网页节选
>>>

导言:值此商业保理行业发展十周年之际,德恒沈阳供应链金融团队对《民法典》施行后的商业保理合同纠纷相关案例进行了全面梳理,围绕保理纠纷中常见焦点问题总结法院裁判规则,以期对行业健康发展和司法实践统一裁判规则有所裨益。

  样本案例说明

  团队使用“威科先行”数据库,以“保理合同”和“应收账款”为关键词进行全文搜索,裁判时间设定自2021年1月1日至2022年5月10日,地域范围为全国,文书类型包含判决书和裁定书,共检索案例2265则。经初步筛选后,排除与保理纠纷无关的其他案由、银行保理、执行裁定、刑事案件等无效案例,再排除大量串案(仅保留一例),最终保留263则有效案例作为样本案例。

<<<

已存记录
>>>

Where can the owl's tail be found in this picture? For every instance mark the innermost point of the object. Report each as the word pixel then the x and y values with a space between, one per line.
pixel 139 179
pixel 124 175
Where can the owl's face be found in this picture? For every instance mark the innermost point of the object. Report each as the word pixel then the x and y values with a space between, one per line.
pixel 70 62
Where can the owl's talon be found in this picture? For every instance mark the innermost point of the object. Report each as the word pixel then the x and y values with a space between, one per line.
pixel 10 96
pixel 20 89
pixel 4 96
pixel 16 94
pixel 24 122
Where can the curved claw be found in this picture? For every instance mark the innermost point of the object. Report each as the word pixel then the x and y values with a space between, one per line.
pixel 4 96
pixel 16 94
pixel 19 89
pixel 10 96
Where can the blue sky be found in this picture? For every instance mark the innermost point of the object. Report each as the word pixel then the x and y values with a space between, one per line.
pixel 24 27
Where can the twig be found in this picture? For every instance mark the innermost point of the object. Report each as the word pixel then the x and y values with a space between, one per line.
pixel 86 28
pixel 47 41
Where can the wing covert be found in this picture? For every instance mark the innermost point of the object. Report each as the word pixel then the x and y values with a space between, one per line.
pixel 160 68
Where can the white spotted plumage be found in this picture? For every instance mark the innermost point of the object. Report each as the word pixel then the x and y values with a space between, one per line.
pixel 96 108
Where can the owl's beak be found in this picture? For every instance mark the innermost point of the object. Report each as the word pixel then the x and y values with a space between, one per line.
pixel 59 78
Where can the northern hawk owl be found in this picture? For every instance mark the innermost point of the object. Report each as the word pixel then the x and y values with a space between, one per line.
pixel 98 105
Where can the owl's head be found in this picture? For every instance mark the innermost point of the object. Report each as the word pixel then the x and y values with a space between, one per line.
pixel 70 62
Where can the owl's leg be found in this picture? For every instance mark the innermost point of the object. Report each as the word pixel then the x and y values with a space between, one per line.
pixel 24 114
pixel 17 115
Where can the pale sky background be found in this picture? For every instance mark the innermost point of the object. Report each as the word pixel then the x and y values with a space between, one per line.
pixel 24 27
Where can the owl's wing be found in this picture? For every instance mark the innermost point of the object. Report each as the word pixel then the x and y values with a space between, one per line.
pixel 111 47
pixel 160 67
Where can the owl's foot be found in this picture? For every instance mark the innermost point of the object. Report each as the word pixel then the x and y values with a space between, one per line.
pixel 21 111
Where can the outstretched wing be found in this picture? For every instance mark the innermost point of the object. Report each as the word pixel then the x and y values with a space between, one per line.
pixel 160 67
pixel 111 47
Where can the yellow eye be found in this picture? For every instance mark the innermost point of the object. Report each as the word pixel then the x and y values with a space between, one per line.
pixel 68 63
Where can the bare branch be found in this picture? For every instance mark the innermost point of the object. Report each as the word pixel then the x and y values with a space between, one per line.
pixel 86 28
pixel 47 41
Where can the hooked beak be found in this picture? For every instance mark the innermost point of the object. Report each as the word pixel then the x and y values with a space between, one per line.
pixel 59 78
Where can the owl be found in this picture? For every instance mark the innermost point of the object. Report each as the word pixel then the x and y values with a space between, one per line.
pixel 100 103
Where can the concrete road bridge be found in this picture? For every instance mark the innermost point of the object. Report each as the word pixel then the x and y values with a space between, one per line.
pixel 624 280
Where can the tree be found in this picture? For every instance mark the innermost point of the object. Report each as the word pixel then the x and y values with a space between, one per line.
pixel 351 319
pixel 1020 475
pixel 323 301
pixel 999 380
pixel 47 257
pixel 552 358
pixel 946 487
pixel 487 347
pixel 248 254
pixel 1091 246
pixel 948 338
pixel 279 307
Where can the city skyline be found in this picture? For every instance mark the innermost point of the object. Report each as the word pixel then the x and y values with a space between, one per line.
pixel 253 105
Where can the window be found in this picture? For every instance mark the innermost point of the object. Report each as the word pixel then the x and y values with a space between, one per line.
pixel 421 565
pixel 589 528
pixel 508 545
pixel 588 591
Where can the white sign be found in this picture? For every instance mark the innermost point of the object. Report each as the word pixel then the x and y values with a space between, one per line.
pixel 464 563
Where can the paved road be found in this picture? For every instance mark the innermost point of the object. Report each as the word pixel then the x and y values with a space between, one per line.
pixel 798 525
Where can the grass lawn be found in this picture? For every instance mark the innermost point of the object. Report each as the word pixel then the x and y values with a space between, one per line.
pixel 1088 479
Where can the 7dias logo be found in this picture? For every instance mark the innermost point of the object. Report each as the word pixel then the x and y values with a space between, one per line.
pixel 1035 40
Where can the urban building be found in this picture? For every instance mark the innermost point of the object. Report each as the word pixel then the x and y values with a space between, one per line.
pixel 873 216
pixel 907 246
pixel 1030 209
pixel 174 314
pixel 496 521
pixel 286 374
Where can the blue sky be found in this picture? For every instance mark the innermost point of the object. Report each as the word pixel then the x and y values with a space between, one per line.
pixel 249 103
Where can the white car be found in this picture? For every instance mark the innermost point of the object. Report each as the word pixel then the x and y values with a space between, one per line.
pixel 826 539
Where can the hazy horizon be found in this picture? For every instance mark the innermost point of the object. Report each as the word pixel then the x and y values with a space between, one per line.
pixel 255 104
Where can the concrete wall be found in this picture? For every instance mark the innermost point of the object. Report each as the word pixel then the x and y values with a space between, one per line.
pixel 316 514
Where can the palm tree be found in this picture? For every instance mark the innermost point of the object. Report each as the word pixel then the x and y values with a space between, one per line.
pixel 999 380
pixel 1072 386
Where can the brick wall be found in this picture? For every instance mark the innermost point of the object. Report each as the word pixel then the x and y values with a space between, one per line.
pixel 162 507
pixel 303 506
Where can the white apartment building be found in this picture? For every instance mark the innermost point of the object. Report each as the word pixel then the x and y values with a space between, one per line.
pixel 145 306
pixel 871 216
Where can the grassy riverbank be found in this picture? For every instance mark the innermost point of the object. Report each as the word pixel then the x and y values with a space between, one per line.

<<<

任务要求
对照上面的网页节选,判断下面三种说法是否相符,每项答“是”或“否”,并照原文引出起决定作用的字句:(a) 团队检索时用的是“威科先行”数据库;(b) 检索的文书类型只有判决书;(c) 最终留作样本的有效案例共有2265则。

解答
(a) 是。「团队使用“威科先行”数据库」
(b) 否。「文书类型包含判决书和裁定书」
(c) 否。「最终保留263则有效案例作为样本案例」